- **AIM**
Copy every line of the records below, changing nothing.

┌─ ROWS

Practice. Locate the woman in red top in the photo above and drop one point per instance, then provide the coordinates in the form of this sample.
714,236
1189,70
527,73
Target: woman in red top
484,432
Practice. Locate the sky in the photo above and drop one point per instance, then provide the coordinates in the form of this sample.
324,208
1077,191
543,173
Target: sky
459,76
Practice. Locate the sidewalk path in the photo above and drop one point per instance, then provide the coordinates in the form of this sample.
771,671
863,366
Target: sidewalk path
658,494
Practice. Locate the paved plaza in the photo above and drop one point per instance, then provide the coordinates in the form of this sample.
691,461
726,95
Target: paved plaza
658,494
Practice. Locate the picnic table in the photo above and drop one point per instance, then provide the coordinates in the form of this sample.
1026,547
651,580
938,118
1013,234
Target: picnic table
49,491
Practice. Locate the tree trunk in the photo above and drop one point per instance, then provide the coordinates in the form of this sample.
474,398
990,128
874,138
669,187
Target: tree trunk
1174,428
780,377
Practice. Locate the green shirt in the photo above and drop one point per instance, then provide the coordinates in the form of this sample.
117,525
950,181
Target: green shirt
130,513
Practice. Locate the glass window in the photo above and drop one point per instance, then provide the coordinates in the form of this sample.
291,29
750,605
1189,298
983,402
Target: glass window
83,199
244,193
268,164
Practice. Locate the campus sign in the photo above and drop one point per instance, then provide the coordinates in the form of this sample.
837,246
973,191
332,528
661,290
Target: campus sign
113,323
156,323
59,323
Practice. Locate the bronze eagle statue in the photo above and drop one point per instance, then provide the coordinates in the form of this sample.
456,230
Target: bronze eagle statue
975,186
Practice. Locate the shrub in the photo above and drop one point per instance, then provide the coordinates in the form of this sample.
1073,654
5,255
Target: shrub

└─

- **FINAL ANSWER**
Practice. Locate the woman in red top in the photo above and drop one point per instance, then provide the coordinates in the form of this sample.
714,236
1189,70
527,73
Target: woman in red top
484,432
Practice. Locate the sky in the photo above and drop one point per instance, then provide the coordinates in the form of this sample.
324,208
1077,191
543,173
Target: sky
459,76
Practice. Locate the sidewalk path in the photo above and drop one point per instance, then provide the coordinates in the form of this sample.
771,671
863,366
Target: sidewalk path
658,494
Practice. Locate the paved plaza in the photo above and drop one point per instance, then provide the coordinates in the form of this sample.
691,461
726,95
Target: paved plaza
658,494
Practice. Locate the picnic table in the photo above and drop one point per instance, then provide the coordinates in the form of this sample.
1026,547
651,580
938,118
1013,234
Target: picnic table
49,491
Practice. Locate the tree trunk in the photo above and drop one point per instance, then provide the coordinates in the form of this sample.
474,398
990,128
874,138
669,187
Target: tree trunk
1174,428
780,377
Practice. Locate the green shirt in the photo above and drop one point per instance, then provide the coordinates in the form of this sample.
117,525
950,181
Target: green shirt
130,513
Practice. Locate the glass window in the photo above and drop one point per instance, then provide the coordinates in the form of this sample.
291,29
750,605
1189,298
983,402
Target: glass window
83,199
244,193
268,164
Practice. Locate the campus sign in the photo above and drop one point per instance, then provide the coordinates in the form of this sample.
837,246
973,191
332,528
661,290
Target: campus sign
113,323
156,323
59,323
Practice. Locate the bronze eagle statue in the photo above and drop one point per instance, then provide the coordinates in the form of this sample.
456,230
Target: bronze eagle statue
975,186
Practice. Locate the shrub in the photo above and drop one point per instance, then provide the coordinates in the form of this sample.
1073,654
5,255
Target: shrub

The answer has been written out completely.